Short exercise:
Replace "mark it" with "outline it" everywhere in the records below and copy them out with nothing else changed. Leave the pictures out of the copy.
>>>
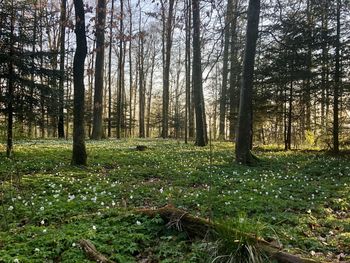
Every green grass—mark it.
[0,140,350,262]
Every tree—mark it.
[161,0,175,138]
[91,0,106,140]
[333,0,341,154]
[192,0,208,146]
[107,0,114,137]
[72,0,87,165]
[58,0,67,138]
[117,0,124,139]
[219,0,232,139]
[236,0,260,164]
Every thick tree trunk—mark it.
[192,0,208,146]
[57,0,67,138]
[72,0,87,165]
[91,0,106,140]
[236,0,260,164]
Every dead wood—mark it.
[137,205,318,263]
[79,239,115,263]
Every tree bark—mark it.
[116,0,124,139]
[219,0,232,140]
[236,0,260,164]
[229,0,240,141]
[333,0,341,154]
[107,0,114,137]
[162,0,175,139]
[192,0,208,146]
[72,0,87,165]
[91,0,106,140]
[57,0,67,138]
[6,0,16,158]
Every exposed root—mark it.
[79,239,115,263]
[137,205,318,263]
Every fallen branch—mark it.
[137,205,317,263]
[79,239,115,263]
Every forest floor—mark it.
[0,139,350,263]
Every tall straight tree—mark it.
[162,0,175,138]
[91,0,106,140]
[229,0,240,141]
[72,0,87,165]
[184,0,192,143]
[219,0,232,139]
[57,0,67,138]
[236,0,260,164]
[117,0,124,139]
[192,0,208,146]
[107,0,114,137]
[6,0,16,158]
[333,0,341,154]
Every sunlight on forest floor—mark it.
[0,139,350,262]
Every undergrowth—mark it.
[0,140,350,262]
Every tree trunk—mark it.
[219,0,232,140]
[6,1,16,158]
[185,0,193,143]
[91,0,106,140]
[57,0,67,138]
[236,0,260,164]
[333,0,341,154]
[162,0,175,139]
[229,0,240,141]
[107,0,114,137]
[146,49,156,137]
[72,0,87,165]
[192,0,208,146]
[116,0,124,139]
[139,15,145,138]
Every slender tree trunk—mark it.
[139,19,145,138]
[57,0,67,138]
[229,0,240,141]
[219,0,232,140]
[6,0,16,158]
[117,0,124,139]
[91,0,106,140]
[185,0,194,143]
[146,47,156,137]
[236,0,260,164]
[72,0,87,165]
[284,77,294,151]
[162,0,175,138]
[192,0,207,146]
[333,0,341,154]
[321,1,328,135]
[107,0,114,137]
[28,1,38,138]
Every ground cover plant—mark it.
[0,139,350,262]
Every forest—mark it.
<<<
Worked answer:
Every green grass—outline it.
[0,140,350,262]
Every tree—outline it.
[161,0,175,138]
[91,0,106,140]
[333,0,341,154]
[192,0,208,146]
[107,0,114,137]
[72,0,87,165]
[58,0,67,138]
[117,0,124,139]
[219,0,232,139]
[236,0,260,164]
Every thick tree trunk—outline it.
[192,0,208,146]
[57,0,67,138]
[72,0,87,165]
[91,0,106,140]
[236,0,260,164]
Every dead wood—outline it.
[137,205,318,263]
[79,239,115,263]
Every tree bark—outline it.
[116,0,124,139]
[219,0,232,140]
[236,0,260,164]
[229,0,240,141]
[333,0,341,154]
[107,0,114,137]
[162,0,175,139]
[192,0,208,146]
[72,0,87,165]
[91,0,106,140]
[57,0,67,138]
[6,0,16,158]
Every exposed root—outline it.
[79,239,115,263]
[137,205,318,263]
Every fallen branch—outline it.
[137,205,317,263]
[79,239,115,263]
Every forest floor—outline it.
[0,139,350,263]
Every tall straight tree—outline it.
[162,0,175,138]
[91,0,106,140]
[229,0,240,141]
[72,0,87,165]
[184,0,192,143]
[219,0,232,139]
[57,0,67,138]
[236,0,260,164]
[117,0,124,139]
[192,0,208,146]
[107,0,114,137]
[6,0,16,158]
[333,0,341,154]
Every sunlight on forest floor—outline it.
[0,139,350,262]
Every undergrowth—outline it.
[0,140,350,262]
Every tree trunk—outline it.
[219,0,232,140]
[6,1,16,158]
[185,0,193,143]
[91,0,106,140]
[57,0,67,138]
[236,0,260,164]
[333,0,341,154]
[162,0,175,139]
[229,0,240,141]
[107,0,114,137]
[146,49,156,137]
[72,0,87,165]
[192,0,208,146]
[116,0,124,139]
[139,15,145,138]
Every slender tree trunk—outline it.
[139,19,145,138]
[57,0,67,138]
[229,0,240,141]
[219,0,232,140]
[6,0,16,158]
[117,0,124,139]
[91,0,106,140]
[185,0,194,143]
[146,47,156,137]
[236,0,260,164]
[72,0,87,165]
[284,77,294,151]
[162,0,175,138]
[192,0,207,146]
[333,0,341,154]
[321,1,328,135]
[107,0,114,137]
[28,1,38,138]
Every ground cover plant—outline it.
[0,139,350,262]
Every forest—outline it.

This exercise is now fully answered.